**What you will do**
Report each line of the listing below that contains the string "fence", copying every such line in full.

**A block of data**
☆ ☆ ☆ ☆
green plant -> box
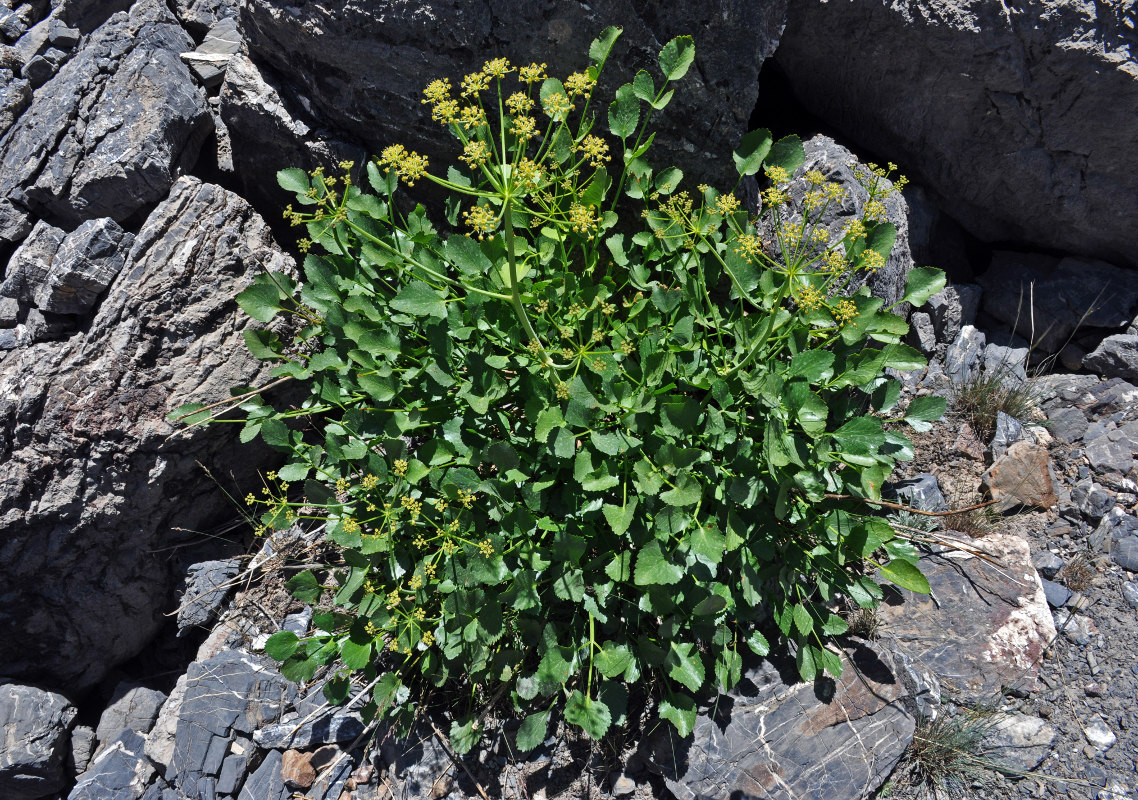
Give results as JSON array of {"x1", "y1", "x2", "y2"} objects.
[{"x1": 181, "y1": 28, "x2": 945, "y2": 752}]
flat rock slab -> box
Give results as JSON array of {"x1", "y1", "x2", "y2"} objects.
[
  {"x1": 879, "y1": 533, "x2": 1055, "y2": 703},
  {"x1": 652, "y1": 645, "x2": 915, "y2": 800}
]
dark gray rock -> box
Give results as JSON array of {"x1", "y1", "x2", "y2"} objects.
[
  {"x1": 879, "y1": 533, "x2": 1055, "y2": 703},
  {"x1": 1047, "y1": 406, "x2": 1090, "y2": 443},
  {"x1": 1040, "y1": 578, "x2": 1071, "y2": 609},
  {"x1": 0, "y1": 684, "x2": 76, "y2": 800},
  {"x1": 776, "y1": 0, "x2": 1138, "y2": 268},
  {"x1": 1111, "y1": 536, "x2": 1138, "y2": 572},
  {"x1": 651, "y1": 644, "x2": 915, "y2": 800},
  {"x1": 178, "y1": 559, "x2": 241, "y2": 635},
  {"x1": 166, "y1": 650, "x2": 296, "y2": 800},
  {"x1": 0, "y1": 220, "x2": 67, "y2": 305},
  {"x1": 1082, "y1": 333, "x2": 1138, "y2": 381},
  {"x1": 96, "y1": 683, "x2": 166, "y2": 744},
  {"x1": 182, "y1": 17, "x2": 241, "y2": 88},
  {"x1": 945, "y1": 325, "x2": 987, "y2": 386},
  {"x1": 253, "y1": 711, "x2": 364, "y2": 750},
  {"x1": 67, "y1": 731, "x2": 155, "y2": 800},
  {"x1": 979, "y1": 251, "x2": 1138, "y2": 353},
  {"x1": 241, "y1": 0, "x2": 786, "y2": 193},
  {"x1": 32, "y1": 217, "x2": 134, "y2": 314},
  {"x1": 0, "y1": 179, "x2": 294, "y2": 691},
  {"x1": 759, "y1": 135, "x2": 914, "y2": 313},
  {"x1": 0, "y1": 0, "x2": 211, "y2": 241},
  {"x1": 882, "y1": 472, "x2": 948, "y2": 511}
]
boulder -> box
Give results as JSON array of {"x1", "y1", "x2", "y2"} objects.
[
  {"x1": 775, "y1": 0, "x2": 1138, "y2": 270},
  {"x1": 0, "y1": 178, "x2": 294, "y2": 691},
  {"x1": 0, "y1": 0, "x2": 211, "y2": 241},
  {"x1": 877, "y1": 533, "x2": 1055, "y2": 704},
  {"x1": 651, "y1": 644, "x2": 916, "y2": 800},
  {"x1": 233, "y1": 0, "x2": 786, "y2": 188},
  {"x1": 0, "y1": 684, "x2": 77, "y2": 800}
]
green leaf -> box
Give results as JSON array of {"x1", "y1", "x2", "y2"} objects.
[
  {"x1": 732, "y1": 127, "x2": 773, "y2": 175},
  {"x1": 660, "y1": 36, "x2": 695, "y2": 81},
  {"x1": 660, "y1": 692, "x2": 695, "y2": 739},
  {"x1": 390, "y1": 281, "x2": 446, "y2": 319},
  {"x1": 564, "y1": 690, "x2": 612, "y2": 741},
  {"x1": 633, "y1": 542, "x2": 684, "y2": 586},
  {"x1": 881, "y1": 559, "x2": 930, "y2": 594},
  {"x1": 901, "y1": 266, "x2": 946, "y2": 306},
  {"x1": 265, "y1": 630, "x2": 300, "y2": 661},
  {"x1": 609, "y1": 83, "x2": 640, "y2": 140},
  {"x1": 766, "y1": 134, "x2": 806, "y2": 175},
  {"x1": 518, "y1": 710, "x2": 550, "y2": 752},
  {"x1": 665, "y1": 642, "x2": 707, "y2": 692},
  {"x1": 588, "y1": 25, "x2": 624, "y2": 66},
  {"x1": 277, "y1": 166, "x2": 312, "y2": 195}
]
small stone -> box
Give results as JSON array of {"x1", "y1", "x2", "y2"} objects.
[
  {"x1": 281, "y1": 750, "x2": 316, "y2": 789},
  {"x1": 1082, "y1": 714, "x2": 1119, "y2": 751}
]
☆ ☆ ☆ ☆
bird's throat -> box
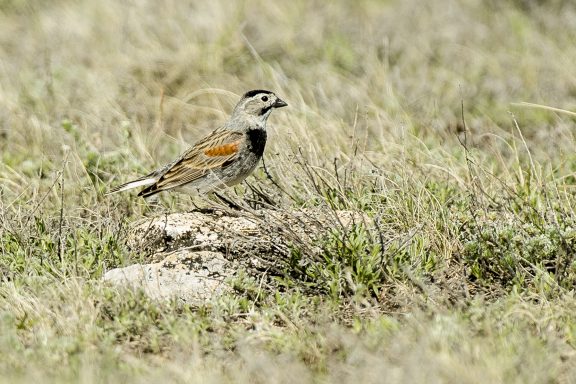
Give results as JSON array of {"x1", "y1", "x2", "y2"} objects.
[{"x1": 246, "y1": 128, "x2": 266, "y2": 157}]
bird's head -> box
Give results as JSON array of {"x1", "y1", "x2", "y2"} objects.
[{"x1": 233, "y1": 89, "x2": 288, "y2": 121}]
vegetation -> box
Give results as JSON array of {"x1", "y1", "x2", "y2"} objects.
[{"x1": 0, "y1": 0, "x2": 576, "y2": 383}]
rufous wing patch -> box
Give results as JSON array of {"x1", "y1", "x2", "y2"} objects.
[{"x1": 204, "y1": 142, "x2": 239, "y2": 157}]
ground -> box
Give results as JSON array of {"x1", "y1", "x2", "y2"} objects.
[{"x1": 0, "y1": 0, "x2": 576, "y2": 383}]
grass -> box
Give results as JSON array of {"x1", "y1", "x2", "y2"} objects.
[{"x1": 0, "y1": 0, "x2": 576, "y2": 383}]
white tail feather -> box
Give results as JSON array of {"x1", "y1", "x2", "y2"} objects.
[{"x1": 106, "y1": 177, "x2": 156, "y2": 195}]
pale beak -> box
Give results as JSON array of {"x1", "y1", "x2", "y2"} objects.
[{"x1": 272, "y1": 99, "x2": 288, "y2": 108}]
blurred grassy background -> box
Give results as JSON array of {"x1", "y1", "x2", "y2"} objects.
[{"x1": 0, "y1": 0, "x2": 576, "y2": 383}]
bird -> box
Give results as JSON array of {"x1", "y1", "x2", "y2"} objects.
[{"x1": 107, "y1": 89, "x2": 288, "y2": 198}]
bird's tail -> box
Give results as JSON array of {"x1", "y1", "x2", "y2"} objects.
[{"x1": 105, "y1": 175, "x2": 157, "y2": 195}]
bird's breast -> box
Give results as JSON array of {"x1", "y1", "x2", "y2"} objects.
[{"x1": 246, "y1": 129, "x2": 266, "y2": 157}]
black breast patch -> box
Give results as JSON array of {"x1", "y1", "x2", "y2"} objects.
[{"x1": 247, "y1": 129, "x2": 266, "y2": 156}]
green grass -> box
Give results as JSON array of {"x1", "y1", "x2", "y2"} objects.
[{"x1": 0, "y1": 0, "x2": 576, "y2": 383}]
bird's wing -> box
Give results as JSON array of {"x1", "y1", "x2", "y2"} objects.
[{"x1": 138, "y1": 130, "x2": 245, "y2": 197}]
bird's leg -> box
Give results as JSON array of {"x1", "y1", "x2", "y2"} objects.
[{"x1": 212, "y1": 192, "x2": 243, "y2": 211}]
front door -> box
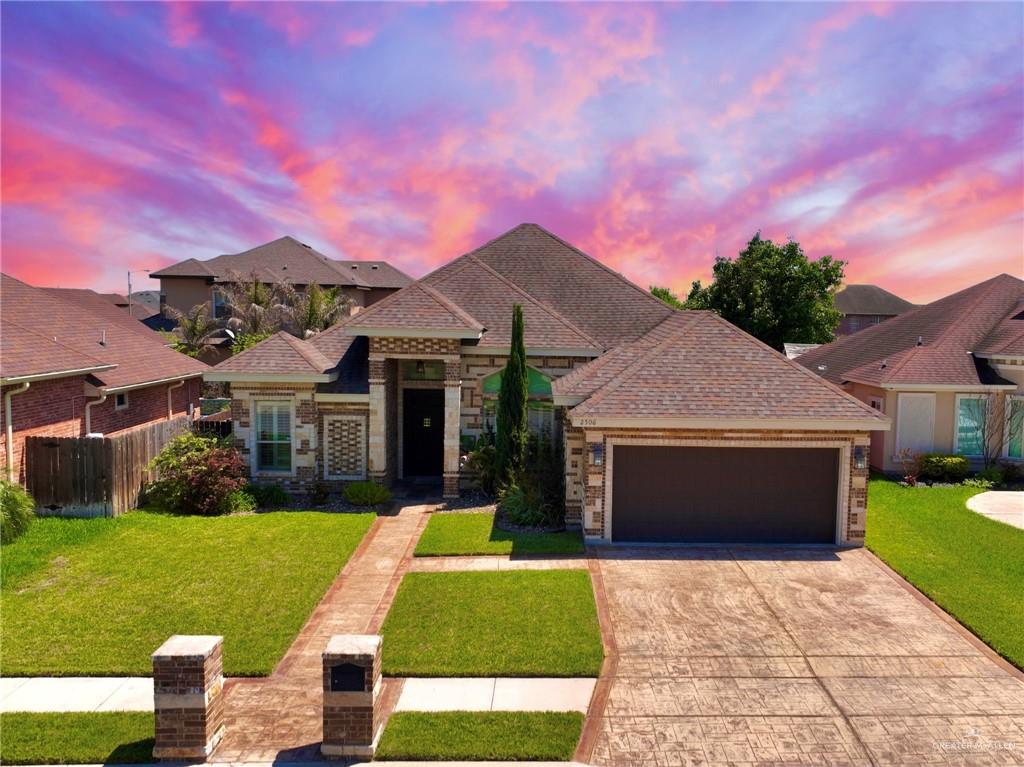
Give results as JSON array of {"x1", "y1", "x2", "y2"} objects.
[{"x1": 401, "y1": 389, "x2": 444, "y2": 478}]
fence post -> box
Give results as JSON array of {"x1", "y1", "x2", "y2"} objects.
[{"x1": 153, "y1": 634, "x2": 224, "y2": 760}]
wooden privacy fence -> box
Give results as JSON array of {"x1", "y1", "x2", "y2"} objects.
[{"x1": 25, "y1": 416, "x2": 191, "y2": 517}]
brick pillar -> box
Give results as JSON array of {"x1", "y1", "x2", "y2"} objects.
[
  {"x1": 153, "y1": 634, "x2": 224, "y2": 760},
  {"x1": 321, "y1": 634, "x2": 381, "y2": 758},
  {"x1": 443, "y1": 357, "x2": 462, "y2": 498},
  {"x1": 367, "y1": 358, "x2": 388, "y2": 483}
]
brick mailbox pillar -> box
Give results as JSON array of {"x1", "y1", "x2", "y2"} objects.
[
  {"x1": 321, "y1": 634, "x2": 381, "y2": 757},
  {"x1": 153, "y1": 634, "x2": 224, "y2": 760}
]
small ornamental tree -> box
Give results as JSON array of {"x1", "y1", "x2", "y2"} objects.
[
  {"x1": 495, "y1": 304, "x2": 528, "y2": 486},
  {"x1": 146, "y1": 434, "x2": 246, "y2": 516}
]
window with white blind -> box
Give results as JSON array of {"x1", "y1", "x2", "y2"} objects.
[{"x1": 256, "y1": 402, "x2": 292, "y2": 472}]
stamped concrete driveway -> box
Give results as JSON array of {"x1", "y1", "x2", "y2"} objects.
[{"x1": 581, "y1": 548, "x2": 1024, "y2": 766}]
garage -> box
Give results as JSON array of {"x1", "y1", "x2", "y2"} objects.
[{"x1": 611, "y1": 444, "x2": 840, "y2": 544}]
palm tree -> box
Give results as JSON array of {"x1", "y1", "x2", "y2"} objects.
☆ ☆ ☆ ☆
**Answer for this exercise**
fence post -> box
wooden privacy fence -> box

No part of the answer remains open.